▸ Given problem: Can you write out every row below again, requests included, with each point coordinate in the answers scaled by 0.7 and rounded to a whole number (halves rounding up)? Leave the pictures out of your answer.

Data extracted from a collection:
****

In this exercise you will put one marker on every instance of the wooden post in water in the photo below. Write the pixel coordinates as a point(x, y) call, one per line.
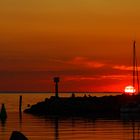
point(20, 104)
point(56, 81)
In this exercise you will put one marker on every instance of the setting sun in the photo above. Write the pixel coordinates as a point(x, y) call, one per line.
point(129, 90)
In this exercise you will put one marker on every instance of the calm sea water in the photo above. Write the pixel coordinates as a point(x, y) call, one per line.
point(125, 127)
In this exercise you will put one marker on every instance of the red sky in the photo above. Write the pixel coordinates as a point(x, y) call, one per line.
point(87, 43)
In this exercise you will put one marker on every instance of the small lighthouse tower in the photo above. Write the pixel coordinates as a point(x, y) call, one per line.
point(56, 81)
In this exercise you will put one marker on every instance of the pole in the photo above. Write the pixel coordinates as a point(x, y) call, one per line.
point(20, 104)
point(134, 64)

****

▸ Exercise solution:
In this exercise you will put one marker on every instance of the wooden post in water in the photo below. Write the pixel coordinates as a point(x, y) call, one per line.
point(14, 73)
point(39, 57)
In this exercise you will put one marker on every instance of the setting sun in the photo above. Write the pixel coordinates as a point(x, y) call, one per line.
point(90, 63)
In this exercise you will put one marker on every instance of the calm sea water in the photo above. Write the pixel coordinates as a point(x, y) call, one per line.
point(88, 89)
In this exercise you will put one marker on every instance of the red sky in the photo above. Write the pixel coordinates as a point(x, y) call, one per line.
point(61, 30)
In this exercise you will put one marker on every instance of the small lighthouse tower in the photo above. Write the pixel coordinates as a point(x, y) call, one per line.
point(39, 57)
In this exercise you will put one marker on every instance of the pole in the photo above. Write the pixel coordinates as a point(x, y) call, one per line.
point(14, 73)
point(94, 45)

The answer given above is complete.